Data listing:
------------

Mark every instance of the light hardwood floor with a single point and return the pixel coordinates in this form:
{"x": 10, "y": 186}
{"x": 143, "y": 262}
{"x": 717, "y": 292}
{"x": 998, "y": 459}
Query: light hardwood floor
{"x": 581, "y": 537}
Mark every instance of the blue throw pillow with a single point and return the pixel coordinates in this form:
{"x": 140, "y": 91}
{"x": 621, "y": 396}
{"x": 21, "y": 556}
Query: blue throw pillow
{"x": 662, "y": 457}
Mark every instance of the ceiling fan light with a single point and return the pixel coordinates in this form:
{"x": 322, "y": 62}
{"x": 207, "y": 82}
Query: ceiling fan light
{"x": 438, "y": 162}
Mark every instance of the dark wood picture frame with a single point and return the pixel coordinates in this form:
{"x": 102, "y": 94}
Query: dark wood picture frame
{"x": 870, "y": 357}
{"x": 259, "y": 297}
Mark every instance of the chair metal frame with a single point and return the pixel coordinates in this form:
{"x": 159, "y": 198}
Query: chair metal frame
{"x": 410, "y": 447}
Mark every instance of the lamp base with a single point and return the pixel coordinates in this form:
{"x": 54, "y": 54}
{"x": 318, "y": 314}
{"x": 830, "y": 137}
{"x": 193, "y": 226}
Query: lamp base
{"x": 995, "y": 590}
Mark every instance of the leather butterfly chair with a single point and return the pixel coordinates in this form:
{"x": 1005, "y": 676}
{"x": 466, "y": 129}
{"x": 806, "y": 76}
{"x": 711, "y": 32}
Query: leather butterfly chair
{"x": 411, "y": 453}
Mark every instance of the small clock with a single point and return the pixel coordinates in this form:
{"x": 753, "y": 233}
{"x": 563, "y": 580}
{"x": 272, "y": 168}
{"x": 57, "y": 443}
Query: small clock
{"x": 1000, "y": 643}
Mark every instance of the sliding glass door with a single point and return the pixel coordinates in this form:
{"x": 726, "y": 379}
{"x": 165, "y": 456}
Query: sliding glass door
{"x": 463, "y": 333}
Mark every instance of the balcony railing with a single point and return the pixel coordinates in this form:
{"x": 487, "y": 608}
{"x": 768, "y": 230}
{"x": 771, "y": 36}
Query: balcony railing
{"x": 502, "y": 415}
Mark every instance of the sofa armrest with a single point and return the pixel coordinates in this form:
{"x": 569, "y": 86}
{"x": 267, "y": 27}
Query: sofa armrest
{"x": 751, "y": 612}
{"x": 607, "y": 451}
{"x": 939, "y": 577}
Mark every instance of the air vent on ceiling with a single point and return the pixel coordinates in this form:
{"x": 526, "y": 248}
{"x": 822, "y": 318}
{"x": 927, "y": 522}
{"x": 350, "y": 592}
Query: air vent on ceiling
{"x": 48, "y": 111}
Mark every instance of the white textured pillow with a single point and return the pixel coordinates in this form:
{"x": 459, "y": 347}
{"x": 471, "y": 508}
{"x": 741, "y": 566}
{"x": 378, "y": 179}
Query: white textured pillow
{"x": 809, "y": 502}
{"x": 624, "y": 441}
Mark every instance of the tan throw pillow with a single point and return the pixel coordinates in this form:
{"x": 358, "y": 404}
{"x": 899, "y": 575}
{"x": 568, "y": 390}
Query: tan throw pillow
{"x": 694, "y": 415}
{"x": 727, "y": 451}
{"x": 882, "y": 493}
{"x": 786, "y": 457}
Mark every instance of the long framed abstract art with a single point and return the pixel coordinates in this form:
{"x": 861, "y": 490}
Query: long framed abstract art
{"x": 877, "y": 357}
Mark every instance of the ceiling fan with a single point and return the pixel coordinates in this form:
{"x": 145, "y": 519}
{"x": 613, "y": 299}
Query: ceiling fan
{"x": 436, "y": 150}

------------

- _GIVEN REQUEST_: Reproduce all of the entries word for word.

- _ANSWER FOR THIS EXERCISE_:
Mark every instance of the light hardwood floor with a single point and return the pixel coordinates in this form:
{"x": 10, "y": 186}
{"x": 143, "y": 262}
{"x": 717, "y": 292}
{"x": 998, "y": 459}
Query: light hardwood floor
{"x": 581, "y": 537}
Mark every instance of the blue throw pillow with a single point and return the pixel coordinates in this form:
{"x": 140, "y": 91}
{"x": 621, "y": 396}
{"x": 21, "y": 556}
Query: blue throw pillow
{"x": 662, "y": 457}
Mark every instance of the ceiling fan light with a single point and return the pixel coordinates in this form:
{"x": 322, "y": 62}
{"x": 207, "y": 82}
Query: ceiling fan light
{"x": 438, "y": 162}
Mark every instance of the dark wood picture frame with a single point and return the pixel coordinates in this form:
{"x": 102, "y": 94}
Query: dark wood picture frame
{"x": 870, "y": 357}
{"x": 259, "y": 297}
Mark every instance of the chair metal frame with a single point and return the pixel coordinates in this form:
{"x": 159, "y": 198}
Query: chair metal frame
{"x": 410, "y": 447}
Mark every instance of the lamp base with a single point and return the pixel coordinates in this form:
{"x": 54, "y": 54}
{"x": 318, "y": 314}
{"x": 830, "y": 137}
{"x": 193, "y": 226}
Query: lamp base
{"x": 995, "y": 590}
Mark every instance of the leather butterfly chair with a single point and return the pixel coordinates in this form:
{"x": 1005, "y": 676}
{"x": 466, "y": 129}
{"x": 806, "y": 76}
{"x": 711, "y": 32}
Query: leather butterfly chair
{"x": 411, "y": 453}
Mark every instance of the small clock with a single point and return the pixel coordinates in this form:
{"x": 753, "y": 233}
{"x": 563, "y": 580}
{"x": 272, "y": 168}
{"x": 57, "y": 443}
Query: small clock
{"x": 1000, "y": 643}
Mark every instance of the sliding glass door with a single point and return the pixel coordinates in this form:
{"x": 726, "y": 379}
{"x": 165, "y": 456}
Query: sliding glass door
{"x": 463, "y": 333}
Mark every instance of the balcony railing with a single point and return the pixel coordinates in this form:
{"x": 487, "y": 608}
{"x": 768, "y": 230}
{"x": 771, "y": 36}
Query: balcony railing
{"x": 502, "y": 415}
Mark every instance of the sofa armrest with a single point and return the pixel coordinates in this form:
{"x": 569, "y": 86}
{"x": 267, "y": 27}
Query: sofa armrest
{"x": 751, "y": 612}
{"x": 607, "y": 451}
{"x": 939, "y": 577}
Mark every instance of the air vent on ceiling with a single point and return the pixel coordinates in this form:
{"x": 526, "y": 248}
{"x": 822, "y": 318}
{"x": 927, "y": 522}
{"x": 350, "y": 592}
Query: air vent on ceiling
{"x": 48, "y": 111}
Mark every instance of the white textured pillow with a single point and return the pixel coordinates in this form:
{"x": 459, "y": 347}
{"x": 471, "y": 508}
{"x": 741, "y": 566}
{"x": 378, "y": 179}
Query: white textured pillow
{"x": 809, "y": 502}
{"x": 624, "y": 441}
Mark every instance of the tan throw pillow with a single point and return the pixel coordinates in this form:
{"x": 358, "y": 404}
{"x": 899, "y": 575}
{"x": 568, "y": 390}
Query: tan throw pillow
{"x": 694, "y": 415}
{"x": 727, "y": 451}
{"x": 882, "y": 493}
{"x": 786, "y": 457}
Mark every instance of the long framed abstract art with a single point and return the pixel coordinates in this form:
{"x": 861, "y": 490}
Query: long framed abstract art
{"x": 877, "y": 357}
Mark every instance of the ceiling fan with a single point and return the pixel coordinates in this form:
{"x": 145, "y": 519}
{"x": 613, "y": 299}
Query: ceiling fan
{"x": 436, "y": 150}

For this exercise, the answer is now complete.